Data shown:
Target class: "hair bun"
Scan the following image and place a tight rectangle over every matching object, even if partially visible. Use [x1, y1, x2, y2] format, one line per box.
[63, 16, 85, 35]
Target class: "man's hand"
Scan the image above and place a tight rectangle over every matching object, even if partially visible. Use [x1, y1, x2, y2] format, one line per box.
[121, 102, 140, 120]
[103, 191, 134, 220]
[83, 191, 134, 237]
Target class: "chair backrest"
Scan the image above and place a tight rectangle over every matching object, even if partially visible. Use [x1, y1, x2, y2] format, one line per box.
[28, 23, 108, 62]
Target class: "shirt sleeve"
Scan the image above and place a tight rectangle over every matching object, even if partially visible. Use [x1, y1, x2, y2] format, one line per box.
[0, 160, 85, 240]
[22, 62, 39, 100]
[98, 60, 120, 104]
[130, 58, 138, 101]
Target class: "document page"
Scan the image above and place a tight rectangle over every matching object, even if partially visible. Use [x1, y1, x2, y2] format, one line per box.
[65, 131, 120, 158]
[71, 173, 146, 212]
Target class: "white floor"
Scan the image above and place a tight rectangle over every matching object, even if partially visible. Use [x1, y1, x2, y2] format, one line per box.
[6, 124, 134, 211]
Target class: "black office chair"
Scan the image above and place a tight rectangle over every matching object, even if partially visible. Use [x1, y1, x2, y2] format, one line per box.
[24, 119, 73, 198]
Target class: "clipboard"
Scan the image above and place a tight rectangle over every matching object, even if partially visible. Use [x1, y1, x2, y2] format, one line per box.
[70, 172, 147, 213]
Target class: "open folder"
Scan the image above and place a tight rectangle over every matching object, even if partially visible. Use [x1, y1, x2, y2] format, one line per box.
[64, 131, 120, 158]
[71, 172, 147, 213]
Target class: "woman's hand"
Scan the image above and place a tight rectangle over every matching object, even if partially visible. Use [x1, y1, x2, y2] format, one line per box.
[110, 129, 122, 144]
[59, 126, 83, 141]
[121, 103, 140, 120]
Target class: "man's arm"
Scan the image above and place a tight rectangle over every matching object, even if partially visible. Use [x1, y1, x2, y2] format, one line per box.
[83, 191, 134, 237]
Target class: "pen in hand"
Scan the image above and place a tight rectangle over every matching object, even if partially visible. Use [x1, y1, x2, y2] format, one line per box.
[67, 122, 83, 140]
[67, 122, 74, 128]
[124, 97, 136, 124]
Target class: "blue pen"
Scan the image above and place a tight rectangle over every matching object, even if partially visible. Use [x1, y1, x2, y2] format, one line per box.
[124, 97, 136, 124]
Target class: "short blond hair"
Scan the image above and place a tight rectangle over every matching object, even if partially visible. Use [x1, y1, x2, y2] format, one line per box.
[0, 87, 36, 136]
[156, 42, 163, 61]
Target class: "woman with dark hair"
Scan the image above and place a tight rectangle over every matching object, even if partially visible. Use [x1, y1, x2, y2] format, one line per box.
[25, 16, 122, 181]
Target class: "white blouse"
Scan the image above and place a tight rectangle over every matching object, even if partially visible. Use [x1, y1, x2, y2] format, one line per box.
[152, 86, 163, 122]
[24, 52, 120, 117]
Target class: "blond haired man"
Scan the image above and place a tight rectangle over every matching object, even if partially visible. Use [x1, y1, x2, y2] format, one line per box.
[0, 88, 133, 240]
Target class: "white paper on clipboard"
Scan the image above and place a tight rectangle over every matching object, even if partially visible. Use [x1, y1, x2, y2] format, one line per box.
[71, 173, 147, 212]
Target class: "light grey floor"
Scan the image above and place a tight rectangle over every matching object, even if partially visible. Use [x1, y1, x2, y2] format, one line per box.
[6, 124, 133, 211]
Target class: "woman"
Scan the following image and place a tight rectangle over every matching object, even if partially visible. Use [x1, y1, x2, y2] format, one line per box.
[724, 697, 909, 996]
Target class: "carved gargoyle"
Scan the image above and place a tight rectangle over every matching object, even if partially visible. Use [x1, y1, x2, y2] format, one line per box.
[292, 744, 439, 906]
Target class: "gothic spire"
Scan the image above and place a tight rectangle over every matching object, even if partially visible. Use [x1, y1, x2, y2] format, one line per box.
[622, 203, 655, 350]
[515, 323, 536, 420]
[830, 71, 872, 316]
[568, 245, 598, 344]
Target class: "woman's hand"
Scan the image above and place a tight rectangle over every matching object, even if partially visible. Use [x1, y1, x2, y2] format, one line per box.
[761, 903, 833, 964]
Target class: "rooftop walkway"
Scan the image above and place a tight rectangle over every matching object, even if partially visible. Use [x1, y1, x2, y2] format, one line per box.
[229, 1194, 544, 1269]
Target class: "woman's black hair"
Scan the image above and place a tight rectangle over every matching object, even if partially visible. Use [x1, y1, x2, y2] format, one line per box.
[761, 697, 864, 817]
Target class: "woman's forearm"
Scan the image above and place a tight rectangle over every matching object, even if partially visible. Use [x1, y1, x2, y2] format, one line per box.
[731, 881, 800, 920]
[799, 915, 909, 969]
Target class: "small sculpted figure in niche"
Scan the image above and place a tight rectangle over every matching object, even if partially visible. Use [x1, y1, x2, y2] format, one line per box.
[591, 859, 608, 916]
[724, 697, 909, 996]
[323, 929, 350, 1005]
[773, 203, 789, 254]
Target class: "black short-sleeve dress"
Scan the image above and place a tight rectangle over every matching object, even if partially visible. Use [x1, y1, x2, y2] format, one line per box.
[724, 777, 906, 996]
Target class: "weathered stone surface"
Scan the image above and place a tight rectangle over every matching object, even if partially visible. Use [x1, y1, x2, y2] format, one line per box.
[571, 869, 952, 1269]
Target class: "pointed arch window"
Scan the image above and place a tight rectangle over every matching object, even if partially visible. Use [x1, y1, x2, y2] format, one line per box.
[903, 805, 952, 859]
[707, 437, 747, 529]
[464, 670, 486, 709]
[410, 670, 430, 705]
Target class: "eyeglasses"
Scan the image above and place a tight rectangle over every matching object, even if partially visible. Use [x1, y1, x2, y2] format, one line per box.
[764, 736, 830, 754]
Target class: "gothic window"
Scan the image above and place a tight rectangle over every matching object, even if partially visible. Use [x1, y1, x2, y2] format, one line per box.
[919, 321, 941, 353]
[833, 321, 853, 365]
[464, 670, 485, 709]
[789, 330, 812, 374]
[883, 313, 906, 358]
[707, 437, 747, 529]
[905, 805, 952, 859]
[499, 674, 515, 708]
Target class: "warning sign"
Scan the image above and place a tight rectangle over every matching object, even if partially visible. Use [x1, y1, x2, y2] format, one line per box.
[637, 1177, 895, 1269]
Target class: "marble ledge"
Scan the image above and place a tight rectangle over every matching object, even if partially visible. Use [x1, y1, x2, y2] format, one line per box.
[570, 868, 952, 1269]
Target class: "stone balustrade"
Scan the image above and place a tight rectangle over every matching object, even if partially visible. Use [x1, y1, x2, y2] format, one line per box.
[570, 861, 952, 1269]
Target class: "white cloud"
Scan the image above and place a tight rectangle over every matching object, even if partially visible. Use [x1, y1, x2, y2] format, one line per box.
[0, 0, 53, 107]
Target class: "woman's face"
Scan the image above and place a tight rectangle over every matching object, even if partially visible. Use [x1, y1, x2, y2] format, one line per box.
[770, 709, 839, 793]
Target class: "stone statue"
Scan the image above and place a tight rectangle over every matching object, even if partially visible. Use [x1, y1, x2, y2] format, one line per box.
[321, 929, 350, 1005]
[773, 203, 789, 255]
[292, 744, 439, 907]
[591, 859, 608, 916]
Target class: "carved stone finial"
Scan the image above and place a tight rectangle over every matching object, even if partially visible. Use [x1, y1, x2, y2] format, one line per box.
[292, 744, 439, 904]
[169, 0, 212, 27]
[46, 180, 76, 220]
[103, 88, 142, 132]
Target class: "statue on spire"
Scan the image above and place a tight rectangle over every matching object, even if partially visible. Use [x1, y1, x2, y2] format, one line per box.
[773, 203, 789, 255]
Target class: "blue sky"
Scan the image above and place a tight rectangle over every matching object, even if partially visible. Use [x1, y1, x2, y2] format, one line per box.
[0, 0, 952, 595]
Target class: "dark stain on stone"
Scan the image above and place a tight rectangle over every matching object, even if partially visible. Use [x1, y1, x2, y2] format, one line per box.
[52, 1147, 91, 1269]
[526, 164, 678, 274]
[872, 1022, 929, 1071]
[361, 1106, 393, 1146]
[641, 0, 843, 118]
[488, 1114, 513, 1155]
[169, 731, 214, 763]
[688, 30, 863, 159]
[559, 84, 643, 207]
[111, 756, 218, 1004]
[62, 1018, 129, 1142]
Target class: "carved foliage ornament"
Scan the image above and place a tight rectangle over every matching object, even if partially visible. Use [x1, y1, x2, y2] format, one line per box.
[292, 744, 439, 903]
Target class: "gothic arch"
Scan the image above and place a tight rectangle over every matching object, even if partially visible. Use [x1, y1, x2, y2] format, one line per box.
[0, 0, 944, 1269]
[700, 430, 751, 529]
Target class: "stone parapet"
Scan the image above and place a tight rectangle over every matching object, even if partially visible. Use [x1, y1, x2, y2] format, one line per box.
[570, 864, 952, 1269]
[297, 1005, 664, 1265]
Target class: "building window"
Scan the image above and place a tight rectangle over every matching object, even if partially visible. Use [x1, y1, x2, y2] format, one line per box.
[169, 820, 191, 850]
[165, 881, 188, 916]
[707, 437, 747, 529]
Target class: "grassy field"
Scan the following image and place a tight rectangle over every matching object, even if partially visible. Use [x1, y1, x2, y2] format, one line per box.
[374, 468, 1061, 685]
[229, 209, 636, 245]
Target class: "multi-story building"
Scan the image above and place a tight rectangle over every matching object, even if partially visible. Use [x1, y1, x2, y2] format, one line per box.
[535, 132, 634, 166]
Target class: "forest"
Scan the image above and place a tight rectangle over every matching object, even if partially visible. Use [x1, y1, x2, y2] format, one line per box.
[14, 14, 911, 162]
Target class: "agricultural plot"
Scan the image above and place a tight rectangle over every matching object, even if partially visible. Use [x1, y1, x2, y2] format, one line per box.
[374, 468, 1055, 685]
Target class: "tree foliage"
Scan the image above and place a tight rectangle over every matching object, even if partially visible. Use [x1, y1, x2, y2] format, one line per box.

Direction: Identify every line in the entries above that contains the string "carved", and copy each of those lines in full. Case counts.

Correct response:
Target class: "carved gargoyle"
Target class: "carved stone finial"
Target class: "carved foliage ornament"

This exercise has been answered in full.